Gather every row below that contains the string "flower" and copy each one in full. Treat the match as case-sensitive.

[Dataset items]
==============================
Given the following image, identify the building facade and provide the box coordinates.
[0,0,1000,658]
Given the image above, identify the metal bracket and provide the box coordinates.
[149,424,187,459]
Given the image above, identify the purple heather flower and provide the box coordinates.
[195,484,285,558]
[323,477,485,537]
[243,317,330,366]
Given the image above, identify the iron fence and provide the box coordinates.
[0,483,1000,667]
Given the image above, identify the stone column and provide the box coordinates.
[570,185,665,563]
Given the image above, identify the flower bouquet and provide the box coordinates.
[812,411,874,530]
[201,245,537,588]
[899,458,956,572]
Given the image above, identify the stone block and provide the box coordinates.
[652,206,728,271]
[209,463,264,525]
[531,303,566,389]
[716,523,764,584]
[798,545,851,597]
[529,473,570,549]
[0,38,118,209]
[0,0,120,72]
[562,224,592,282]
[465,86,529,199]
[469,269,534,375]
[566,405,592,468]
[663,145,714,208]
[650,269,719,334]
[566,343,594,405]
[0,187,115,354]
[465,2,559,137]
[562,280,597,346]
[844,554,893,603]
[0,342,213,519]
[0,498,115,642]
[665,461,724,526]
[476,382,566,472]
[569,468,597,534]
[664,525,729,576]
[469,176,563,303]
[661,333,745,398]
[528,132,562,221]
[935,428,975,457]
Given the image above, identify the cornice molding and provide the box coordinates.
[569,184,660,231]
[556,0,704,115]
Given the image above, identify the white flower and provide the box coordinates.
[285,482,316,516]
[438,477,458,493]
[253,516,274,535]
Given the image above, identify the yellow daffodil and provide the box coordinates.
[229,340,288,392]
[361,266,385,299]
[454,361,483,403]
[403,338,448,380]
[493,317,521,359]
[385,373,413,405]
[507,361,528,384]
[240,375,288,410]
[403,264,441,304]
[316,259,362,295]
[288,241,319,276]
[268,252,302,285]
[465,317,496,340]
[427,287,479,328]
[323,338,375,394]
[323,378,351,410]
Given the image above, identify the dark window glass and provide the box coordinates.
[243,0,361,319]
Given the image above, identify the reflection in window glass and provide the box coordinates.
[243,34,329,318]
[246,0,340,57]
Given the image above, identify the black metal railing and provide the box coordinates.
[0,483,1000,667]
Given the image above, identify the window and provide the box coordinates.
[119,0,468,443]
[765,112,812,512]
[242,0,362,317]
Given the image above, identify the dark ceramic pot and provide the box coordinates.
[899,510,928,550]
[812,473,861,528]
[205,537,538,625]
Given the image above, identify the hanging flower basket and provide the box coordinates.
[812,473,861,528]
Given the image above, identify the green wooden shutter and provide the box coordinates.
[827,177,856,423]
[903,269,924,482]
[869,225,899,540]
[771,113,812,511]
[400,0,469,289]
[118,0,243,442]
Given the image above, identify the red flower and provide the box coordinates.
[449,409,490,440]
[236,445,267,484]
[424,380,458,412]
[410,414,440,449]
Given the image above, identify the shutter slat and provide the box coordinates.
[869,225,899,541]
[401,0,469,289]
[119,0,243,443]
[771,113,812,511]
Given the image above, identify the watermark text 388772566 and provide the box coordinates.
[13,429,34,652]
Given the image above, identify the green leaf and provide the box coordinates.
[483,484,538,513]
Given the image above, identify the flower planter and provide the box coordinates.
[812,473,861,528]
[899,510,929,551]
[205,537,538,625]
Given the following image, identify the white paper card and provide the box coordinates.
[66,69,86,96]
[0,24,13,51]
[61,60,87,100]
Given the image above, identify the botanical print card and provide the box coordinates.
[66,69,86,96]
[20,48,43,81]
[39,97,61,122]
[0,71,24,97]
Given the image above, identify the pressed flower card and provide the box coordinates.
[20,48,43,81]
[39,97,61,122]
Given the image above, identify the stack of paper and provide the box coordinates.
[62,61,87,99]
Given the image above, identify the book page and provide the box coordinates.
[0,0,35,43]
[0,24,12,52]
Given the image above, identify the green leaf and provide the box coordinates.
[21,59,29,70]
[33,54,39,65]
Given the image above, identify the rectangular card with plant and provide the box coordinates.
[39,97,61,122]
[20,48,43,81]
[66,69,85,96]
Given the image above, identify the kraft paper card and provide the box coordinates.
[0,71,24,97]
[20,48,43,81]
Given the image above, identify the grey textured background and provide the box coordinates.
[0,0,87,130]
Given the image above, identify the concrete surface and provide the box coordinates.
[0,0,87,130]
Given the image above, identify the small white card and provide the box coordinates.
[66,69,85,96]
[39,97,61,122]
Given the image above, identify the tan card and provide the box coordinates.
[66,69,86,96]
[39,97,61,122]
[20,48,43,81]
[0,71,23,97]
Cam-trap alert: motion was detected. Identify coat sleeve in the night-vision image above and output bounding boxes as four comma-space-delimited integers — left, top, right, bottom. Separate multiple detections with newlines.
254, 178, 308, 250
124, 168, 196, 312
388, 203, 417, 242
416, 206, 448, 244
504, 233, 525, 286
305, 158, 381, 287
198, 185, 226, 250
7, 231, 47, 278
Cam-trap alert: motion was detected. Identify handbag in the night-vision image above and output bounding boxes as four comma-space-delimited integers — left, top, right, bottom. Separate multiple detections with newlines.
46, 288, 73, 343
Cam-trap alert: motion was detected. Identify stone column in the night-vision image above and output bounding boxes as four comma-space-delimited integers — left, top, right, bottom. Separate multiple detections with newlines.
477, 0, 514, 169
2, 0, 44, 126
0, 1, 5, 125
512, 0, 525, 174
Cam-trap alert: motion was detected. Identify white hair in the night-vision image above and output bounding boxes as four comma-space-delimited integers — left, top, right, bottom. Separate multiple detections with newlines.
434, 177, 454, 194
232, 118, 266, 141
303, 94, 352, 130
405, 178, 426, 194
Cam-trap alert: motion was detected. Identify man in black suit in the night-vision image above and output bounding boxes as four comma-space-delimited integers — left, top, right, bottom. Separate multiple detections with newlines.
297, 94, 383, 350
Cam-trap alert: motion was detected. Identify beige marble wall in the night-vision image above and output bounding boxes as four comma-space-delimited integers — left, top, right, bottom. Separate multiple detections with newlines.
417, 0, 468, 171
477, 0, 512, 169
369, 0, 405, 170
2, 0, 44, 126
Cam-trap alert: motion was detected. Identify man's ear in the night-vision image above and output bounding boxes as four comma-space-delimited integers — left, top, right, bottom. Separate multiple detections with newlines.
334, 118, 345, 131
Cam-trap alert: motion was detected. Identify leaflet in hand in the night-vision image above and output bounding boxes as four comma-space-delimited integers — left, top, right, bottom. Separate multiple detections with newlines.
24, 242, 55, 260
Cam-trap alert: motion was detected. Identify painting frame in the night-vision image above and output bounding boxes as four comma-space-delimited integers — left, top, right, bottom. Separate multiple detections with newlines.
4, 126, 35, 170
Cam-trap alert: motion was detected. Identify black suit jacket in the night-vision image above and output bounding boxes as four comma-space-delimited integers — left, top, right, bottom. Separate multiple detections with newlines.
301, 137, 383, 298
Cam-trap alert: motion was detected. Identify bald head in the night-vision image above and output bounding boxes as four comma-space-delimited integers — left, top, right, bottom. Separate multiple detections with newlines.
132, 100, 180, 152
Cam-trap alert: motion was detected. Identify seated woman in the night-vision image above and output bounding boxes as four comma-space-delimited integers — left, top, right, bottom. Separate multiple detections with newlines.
==============================
Problem solution ->
Given the image above, identify the purple heather flower and provide the box coordinates.
Given the image above, identify the flower bouquet and provide the box coordinates.
Given the image above, identify the white flower and provide the box coordinates.
Given the image above, identify the hanging flower basket and provide the box coordinates.
Given the image above, identify the red flower and provide the box coordinates.
Given the image above, identify the flower planter and provide the box coordinates.
Given the image above, identify the pressed flower card and provide the box coordinates.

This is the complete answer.